■ Page excerpt
★ ★ ★ ★ ★ ★ ★
Federal regulators halted manufacturing and sales at a Pennsylvania company in 2012 that made the scope-washing machines used at UCLA and two other hospitals with recent superbug outbreaks.
The washers — known as automated endoscope reprocessors — were produced by Custom Ultrasonics.
Despite the regulatory action, the company’s machines remain in use by more than 1,000 U.S. hospitals and clinics to clean reusable medical instruments.
But The Times has learned that in September 2012 the Food and Drug Administration ordered Custom to cease operations, and the company is still barred from manufacturing or shipping new products. The company continues to service its washers in the field.
“It’s very disturbing if a hospital using this equipment might not know about all of its potential problems,” said Lisa McGiffert, director of Consumers Union’s Safe Patient Project. “These are real safety concerns and the public should know.”
The 2012 FDA order stemmed, in part, from Custom Ultrasonics’ failure at the time to obtain government clearance for its System 83 unit featuring a significant upgrade to the machine’s operating system.
Inspection reports obtained by The Times show that FDA officials had concerns about computer-related problems that could interrupt the cleaning cycle on Custom equipment and possibly compromise patient safety.
★ ★ ★ ★ ★ ★ ★
■ Listed entries
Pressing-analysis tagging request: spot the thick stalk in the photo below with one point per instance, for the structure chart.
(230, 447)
★ ★ ★ ★ ★ ★ ★
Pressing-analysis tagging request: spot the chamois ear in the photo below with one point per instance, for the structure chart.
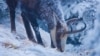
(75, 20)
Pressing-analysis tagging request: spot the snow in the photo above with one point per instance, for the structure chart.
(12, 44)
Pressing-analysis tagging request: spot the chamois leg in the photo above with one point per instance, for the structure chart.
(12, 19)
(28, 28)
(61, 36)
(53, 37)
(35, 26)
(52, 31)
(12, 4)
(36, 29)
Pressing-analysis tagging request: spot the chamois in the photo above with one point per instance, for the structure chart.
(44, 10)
★ ★ ★ ★ ★ ★ ★
■ Work request A
Extract the passage of the scope-washer article between "Federal regulators halted" and "in the field.", inclusive.
■ Work request B
Extend the article on the halted scope-washer maker, picking up after its final sentence.
The entries are not needed for anything here.

■ Task result A
Federal regulators halted manufacturing and sales at a Pennsylvania company in 2012 that made the scope-washing machines used at UCLA and two other hospitals with recent superbug outbreaks.
The washers — known as automated endoscope reprocessors — were produced by Custom Ultrasonics.
Despite the regulatory action, the company’s machines remain in use by more than 1,000 U.S. hospitals and clinics to clean reusable medical instruments.
But The Times has learned that in September 2012 the Food and Drug Administration ordered Custom to cease operations, and the company is still barred from manufacturing or shipping new products. The company continues to service its washers in the field.

■ Task result B
Custom “failed to fully identify the health risk to the patient population if current products in distribution with potentially nonconforming computer hardware components should fail,” an FDA investigator wrote in January 2012.
During a more recent inspection in November 2014, FDA officials said management “has not ensured that an adequate and effective quality system has been fully implemented and maintained at all levels of the organization.”
This information hasn’t been reported until now, and the full details aren’t available on the FDA website. The Times obtained documents from a Freedom of Information Act request.
The new revelations might raise more questions about the FDA’s oversight of device makers and the level of information it shares with medical providers and patients.
Federal lawmakers and the families of infected patients have criticized the FDA for failing to alert the public sooner about the well-documented dangers of tainted duodenoscopes spreading deadly bacteria among patients.
An FDA spokeswoman didn’t comment on why information wasn’t disclosed publicly and wouldn’t provide the September 2012 notice issued to Custom.
“Presently, Custom Ultrasonics is prohibited from manufacturing, packing, labeling, or distributing any devices until the firm receives written notification from FDA that it appears to be in compliance” with federal regulations, said FDA spokeswoman Jennifer Corbett Dooren.
Custom said it stands by the quality of its products and emphasized that customers are aware of its regulatory troubles.
Robert Blanchard, Custom’s director of sales and product management, said the Ivyland, Pa., company is working with the FDA to reopen and resume manufacturing.
“There has never been a problem with the product over 30 years,” he said. “The FDA was not happy with the documentation of the manufacturing process and quality system. All of our customers know the situation we are dealing with.”
These sophisticated washing machines play a central role at many U.S. hospitals, which rely on them to quickly disinfect endoscopes for the next patient and to keep turnaround times short at busy medical facilities.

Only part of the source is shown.